Directions for this task:
Give back all of the data unchanged. Keep every word as it is.

(Region pointing data)
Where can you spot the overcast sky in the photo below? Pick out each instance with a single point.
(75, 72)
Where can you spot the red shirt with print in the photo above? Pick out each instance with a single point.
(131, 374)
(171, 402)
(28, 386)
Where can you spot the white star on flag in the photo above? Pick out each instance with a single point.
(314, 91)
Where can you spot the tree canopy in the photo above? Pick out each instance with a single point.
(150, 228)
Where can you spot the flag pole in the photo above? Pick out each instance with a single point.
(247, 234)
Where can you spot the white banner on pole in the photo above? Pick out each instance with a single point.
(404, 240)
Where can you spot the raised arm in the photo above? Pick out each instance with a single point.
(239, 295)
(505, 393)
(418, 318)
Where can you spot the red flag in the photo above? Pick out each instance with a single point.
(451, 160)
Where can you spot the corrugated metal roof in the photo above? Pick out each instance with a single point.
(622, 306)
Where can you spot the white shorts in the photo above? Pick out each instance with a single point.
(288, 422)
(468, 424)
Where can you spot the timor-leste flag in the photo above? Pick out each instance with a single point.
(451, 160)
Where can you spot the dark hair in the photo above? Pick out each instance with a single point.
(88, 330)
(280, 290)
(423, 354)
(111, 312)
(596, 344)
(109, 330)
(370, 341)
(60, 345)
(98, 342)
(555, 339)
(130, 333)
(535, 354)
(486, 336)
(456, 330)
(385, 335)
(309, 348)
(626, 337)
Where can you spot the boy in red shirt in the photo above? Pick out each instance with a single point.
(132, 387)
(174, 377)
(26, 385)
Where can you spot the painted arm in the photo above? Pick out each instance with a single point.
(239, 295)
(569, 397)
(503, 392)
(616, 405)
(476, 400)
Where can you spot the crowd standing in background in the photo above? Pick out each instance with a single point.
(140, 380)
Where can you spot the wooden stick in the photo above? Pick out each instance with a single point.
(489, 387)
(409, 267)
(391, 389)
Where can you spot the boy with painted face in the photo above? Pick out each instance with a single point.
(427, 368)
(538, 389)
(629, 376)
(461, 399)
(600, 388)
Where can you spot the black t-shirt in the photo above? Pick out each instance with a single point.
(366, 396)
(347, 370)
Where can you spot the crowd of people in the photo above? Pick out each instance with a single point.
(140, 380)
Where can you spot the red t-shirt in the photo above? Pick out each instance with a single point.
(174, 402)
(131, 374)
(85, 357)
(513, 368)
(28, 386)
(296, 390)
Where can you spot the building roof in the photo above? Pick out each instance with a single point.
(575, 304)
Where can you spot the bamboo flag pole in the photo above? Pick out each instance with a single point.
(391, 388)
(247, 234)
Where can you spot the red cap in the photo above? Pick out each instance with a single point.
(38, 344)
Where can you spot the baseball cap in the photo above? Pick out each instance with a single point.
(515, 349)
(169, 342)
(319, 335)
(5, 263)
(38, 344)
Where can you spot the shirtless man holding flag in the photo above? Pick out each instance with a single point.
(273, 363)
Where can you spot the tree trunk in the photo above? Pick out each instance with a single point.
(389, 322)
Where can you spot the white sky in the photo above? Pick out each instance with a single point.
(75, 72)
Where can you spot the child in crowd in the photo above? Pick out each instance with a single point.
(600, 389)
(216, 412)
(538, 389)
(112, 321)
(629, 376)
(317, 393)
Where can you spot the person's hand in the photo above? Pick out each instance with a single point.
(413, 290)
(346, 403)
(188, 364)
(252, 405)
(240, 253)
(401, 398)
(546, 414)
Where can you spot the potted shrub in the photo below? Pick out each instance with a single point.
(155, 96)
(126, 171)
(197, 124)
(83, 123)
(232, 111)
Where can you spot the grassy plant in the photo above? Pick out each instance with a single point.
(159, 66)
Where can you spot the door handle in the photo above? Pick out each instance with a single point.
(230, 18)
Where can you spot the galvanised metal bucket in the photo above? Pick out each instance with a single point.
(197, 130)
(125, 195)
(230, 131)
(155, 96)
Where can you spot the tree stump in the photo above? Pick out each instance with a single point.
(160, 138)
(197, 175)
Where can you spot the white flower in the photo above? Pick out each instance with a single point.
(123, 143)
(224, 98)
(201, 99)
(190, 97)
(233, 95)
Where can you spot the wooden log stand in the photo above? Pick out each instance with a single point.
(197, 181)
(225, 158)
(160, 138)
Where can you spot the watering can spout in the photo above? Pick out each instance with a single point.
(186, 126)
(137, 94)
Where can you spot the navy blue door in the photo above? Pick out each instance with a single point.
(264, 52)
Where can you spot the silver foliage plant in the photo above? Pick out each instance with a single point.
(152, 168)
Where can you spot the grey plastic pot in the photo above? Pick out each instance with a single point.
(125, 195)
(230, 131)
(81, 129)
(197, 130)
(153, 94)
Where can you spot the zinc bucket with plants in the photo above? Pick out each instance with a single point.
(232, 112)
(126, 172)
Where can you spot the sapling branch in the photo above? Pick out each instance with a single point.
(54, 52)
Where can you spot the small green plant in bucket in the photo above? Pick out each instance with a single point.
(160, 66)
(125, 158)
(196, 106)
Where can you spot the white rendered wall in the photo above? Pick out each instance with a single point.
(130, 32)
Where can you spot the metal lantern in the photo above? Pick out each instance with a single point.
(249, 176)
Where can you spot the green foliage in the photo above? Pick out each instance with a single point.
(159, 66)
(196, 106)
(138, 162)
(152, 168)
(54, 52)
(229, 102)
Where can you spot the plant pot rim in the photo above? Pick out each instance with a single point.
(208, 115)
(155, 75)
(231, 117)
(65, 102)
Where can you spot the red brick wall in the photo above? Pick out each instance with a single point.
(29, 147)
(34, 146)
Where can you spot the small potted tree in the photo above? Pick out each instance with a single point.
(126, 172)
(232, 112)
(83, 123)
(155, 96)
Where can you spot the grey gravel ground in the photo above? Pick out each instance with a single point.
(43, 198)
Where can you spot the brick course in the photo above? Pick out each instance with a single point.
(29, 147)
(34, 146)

Output:
Where can you spot the overcast sky in the photo below? Pick out each instance with a single point.
(75, 72)
Where can you spot the red shirt with print in the photo above? Pick out each instance with a single point.
(131, 374)
(171, 402)
(28, 386)
Where can you spot the white star on flag in the photo above? Pick out each instance with a single point.
(314, 91)
Where can you spot the tree canopy in the photo above? Pick out each instance with a single point.
(150, 228)
Where can you spot the flag pole in the photo above? Pick out each instance with a single point.
(247, 234)
Where can you spot the white banner on pole in the photo above? Pick out each instance with a single point.
(404, 240)
Where can you spot the raised arm in the photo above? Pick out each instance with a single point.
(239, 295)
(505, 393)
(418, 318)
Where can you spot the red flag in the photo above? Pick out each instance with a single point.
(451, 160)
Where can you spot the corrugated metal roof in the photo above? Pick out each instance with a single point.
(622, 306)
Where can you spot the white shorts in the photo above? Pick out each instance with a single point.
(288, 422)
(468, 424)
Where can you spot the timor-leste flag in the photo above? Pick out each instance with a single point.
(451, 160)
Where can you spot the dark hair in the photo above? Pick out each instance with a single point.
(88, 330)
(280, 290)
(423, 354)
(111, 312)
(596, 344)
(109, 330)
(370, 341)
(60, 345)
(98, 342)
(555, 339)
(130, 333)
(535, 354)
(486, 336)
(456, 330)
(385, 335)
(309, 348)
(626, 337)
Where can you spot the boy in red shirt in the photo above? Pick out each instance with a single point.
(132, 387)
(174, 377)
(26, 385)
Where can you spot the painted arm in the photo above? Pick out each instance with a single point.
(239, 295)
(569, 397)
(503, 392)
(616, 405)
(476, 400)
Where can you spot the crowd standing in background in the photo above? Pick out each instance with a single point.
(140, 380)
Where can you spot the wooden stick in the photo above? Pick out each instance with a single point.
(489, 387)
(409, 267)
(391, 389)
Where can you spot the boy with painted face in the photo above? Pick out each instance with a single point.
(427, 368)
(538, 389)
(629, 376)
(461, 399)
(600, 388)
Where can you spot the black t-shirt in the photo above? Pick out each instance with a single point.
(366, 396)
(347, 370)
Where can you spot the crowd of people in the photo above? Pick out each instance with a single point.
(140, 380)
Where can you spot the red t-shirt in the photo above? Pick out each instance with a single point.
(174, 402)
(131, 374)
(85, 357)
(513, 368)
(28, 386)
(296, 390)
Where can you spot the building roof in the photo above? Pick out each instance with a single point.
(575, 304)
Where can you spot the bamboo flag pole in the photo above? Pick out each instance with a single point.
(391, 388)
(247, 234)
Where can you spot the red cap in the photo above? Pick out each instance with a single point.
(38, 344)
Where can you spot the baseball cap in the photo above? Pick out each instance with a single point.
(515, 349)
(169, 342)
(319, 335)
(5, 263)
(38, 344)
Where can you spot the shirtless man holding flag in the photo above? Pick out each instance with a single point.
(273, 363)
Where can you spot the tree trunk in the photo above? Pick out each instance with a single point.
(389, 322)
Where can you spot the white sky in the photo above? Pick out each instance with a single point.
(75, 72)
Where can you spot the child in crowd in the photo above? Pick out each instance with a single point.
(600, 389)
(216, 412)
(538, 389)
(112, 321)
(629, 376)
(317, 393)
Where can you spot the person's hand in the photo above? Pick out each instance with a single point.
(413, 290)
(346, 403)
(188, 364)
(252, 405)
(240, 253)
(401, 398)
(546, 414)
Where can you spot the potted shrub in the photo below? Pick out each instance with a single point.
(155, 96)
(126, 171)
(197, 124)
(83, 123)
(232, 111)
Where can you spot the grassy plant in the photo above? Pick out each instance with a single point.
(159, 66)
Where can you spot the door handle in the photo above? Pick out each instance with a single point.
(230, 18)
Where can you spot the galvanised metal bucket in the photo above? Pick out each instance with a single point.
(197, 130)
(125, 195)
(230, 131)
(155, 96)
Where can you spot the tree stump in the photo above? Pick out each instance with a single point.
(160, 138)
(197, 175)
Where can you spot the white flower in the photo above? Pick out each instance with a single point.
(123, 143)
(224, 98)
(201, 99)
(190, 97)
(233, 95)
Where can you spot the wooden log stand in the photo above? Pick out each instance with a single point.
(197, 181)
(225, 158)
(160, 138)
Where can you spot the watering can spout in the photo above? Pick out each instance with a single point.
(186, 126)
(137, 94)
Where can you spot the navy blue door in the photo above? Pick out each instance with a single point.
(264, 52)
Where can you spot the silver foliage plant in the photo above? Pick out each instance with a single point.
(152, 168)
Where can you spot the grey plastic pot in the photo above? Pick out each instance with a single point.
(125, 195)
(230, 131)
(81, 129)
(197, 130)
(153, 94)
Where can you spot the zinc bucket with plants in the photo above? Pick out each instance with a single point.
(232, 112)
(126, 172)
Where can you spot the sapling branch in the photo above? Pick out each instance with a single point.
(54, 52)
Where can you spot the small green plant in bucket in the photo above? Pick out each instance with a single point.
(160, 66)
(125, 158)
(196, 106)
Where can you spot the white rendered wall in the photo above? Pick out each instance with a single point.
(130, 32)
Where can you spot the metal lantern in the photo above? Pick out each instance with a single point.
(249, 176)
Where can you spot the green foliage in the photo above? Pick out each instance with a single point.
(159, 66)
(196, 106)
(138, 162)
(152, 168)
(54, 52)
(229, 102)
Where can you spot the plant pot rim in the photo above? Pick out each instance with a single point.
(208, 115)
(155, 75)
(231, 117)
(65, 102)
Where can you spot the red brick wall in the photo above? Pick out each instance with a single point.
(29, 147)
(34, 146)
Where can you spot the small potted tree in the photo above? Pick out each instance with a single point.
(126, 172)
(232, 112)
(83, 123)
(155, 96)
Where can you spot the grey gravel ground in the photo above? Pick out each instance with a single point.
(43, 198)
Where can you spot the brick course in the photo above? Pick out each instance with a single point.
(29, 147)
(34, 146)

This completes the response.